> [Dataset]:
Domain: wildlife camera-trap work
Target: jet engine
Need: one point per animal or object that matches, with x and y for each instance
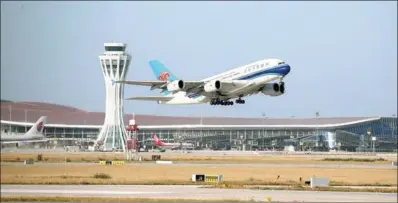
(212, 86)
(274, 89)
(175, 85)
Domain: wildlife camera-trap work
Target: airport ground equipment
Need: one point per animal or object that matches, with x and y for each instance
(319, 182)
(198, 177)
(132, 140)
(108, 162)
(156, 157)
(114, 64)
(29, 161)
(208, 178)
(213, 178)
(164, 162)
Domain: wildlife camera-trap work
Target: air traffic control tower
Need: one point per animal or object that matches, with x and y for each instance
(114, 64)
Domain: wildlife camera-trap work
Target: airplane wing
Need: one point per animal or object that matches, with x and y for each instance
(191, 87)
(151, 98)
(161, 84)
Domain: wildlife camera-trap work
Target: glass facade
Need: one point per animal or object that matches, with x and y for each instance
(353, 138)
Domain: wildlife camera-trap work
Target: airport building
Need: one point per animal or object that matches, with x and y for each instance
(69, 126)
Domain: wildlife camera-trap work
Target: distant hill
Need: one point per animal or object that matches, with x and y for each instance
(5, 101)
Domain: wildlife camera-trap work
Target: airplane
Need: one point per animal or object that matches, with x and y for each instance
(237, 83)
(35, 134)
(159, 143)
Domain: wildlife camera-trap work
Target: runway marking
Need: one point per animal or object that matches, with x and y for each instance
(79, 192)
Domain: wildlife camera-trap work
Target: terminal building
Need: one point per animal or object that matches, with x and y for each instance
(69, 126)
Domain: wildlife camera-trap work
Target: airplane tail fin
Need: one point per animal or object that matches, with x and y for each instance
(156, 140)
(161, 72)
(38, 127)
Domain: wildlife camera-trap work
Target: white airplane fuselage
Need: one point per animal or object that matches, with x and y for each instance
(258, 74)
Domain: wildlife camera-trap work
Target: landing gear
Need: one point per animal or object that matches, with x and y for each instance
(220, 102)
(240, 101)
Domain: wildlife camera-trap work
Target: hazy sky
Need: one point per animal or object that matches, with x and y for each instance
(343, 54)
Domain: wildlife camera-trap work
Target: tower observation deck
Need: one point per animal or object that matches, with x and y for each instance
(114, 64)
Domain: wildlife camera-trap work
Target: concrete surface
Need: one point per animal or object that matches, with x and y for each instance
(387, 166)
(192, 192)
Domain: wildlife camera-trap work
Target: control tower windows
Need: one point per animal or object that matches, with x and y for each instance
(115, 48)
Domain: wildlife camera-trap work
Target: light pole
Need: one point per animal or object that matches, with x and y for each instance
(369, 133)
(26, 118)
(263, 115)
(9, 106)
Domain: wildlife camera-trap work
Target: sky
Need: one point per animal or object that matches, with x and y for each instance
(343, 55)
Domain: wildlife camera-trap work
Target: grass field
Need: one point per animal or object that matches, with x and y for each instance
(174, 174)
(193, 158)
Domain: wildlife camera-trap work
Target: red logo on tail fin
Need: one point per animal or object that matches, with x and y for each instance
(39, 126)
(164, 76)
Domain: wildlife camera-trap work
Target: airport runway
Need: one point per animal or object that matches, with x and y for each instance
(191, 192)
(335, 166)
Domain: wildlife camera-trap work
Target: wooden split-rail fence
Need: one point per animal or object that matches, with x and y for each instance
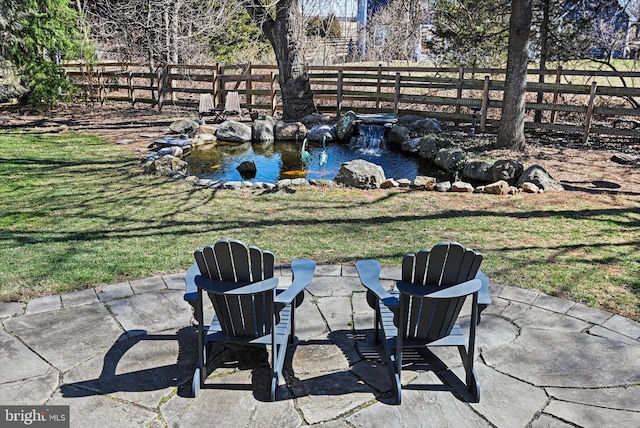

> [What is needed]:
All of the entries need to be transcribed word for word; pictures are left out.

> [Response to the task]:
Domain: wildlife camera-trap work
Target: jet engine
Need: one point per animal or object that matches, with x and y for each instance
(212, 86)
(274, 89)
(175, 85)
Domain: wildlife camera-trap work
Target: airport ground equipment
Need: one point per animal or object that matches, with x and y for each instance
(319, 182)
(198, 177)
(132, 140)
(108, 162)
(156, 157)
(114, 64)
(29, 161)
(208, 178)
(213, 178)
(164, 162)
Domain: wildlife camera-trap work
Target: air traffic control tower
Need: one point per animal or object that matches, with x and y for each instance
(114, 64)
Domain: wildlife camera-trap work
Target: airplane wing
Need: one point per animal or object that matches, with x and y for each instance
(191, 87)
(151, 98)
(161, 84)
Domain: wildlife camera-trap work
Target: glass facade
Need: one point per animal or object that matches, with x and y for each instance
(353, 138)
Domain: wildlife camera-trap work
Target: airport building
Need: one point per animal or object that matches, with x and y for each instance
(69, 126)
Domain: wildlife camera-trap work
Target: distant hill
Need: one point per animal or object that matches, with x and y for each instance
(5, 101)
Domain: wildlife camera-trap work
Target: airplane
Need: one point per animal or object that matches, with x and y for each instance
(237, 83)
(35, 134)
(159, 143)
Domain: wildlife camera-trap work
Target: runway marking
Need: one point per animal or object that matches, with x and y for each instance
(79, 192)
Domain: wildlife camera-trap work
Target: terminal building
Need: one point per animal or object that matches, with x and y for each instance
(69, 126)
Domain: wildlife camera-trap work
Target: airplane tail fin
Need: one point per animal or object that matches, with x and y for each instance
(156, 140)
(161, 72)
(38, 127)
Domain: wildlife camera-trap work
Target: white airplane fuselage
Need: one point per animal or object that matches, with x and y for each instance
(258, 74)
Domain: wildlife camera-trap work
Target: landing gear
Need: one point per animal or object that matches, with x and y for each instance
(220, 102)
(240, 101)
Domain: wildlife camera-trap work
Target: hazy sky
Need: one point per animal or object that matches, with x and y for each instance
(343, 54)
Domain: wildlife camera-trap work
Target: tower observation deck
Need: one point per animal or object that matches, with x and y for each instance
(114, 64)
Domain: wildlife camera-trap work
Target: concrete surface
Need: one point per animal or object that matches, with x and y for each instance
(387, 166)
(192, 192)
Domain: wildlife camera-trap work
Target: control tower windows
Need: one point per animal or object that matches, with x and y for each instance
(115, 48)
Domain: wildlife camera-trap work
Target: light pole
Need: one point per animal or object that matches, with x and y for each instance
(369, 133)
(26, 118)
(263, 115)
(9, 106)
Domain: wildlife camera-trap work
Target: sky
Need: one point per animal or object that matches, with x and y for each instance
(343, 55)
Domain: wildlife camera-trap work
Target: grass field
Need: one point per animal or object that matches, with x and y for each instance
(174, 174)
(193, 158)
Domain: wildlife camera-trap work
Target: red logo on tail fin
Need: one point per animal or object that matches, with x and y for each instance
(39, 126)
(164, 76)
Domain: wildlife camera-trap work
Target: airport runway
Need: one point per animal or object that matches, with x and y for each instance
(191, 192)
(335, 166)
Domain: wildlife camera-trap work
Target: wooden split-rail fence
Need: one point per animal or object that matches, with x and y for each instance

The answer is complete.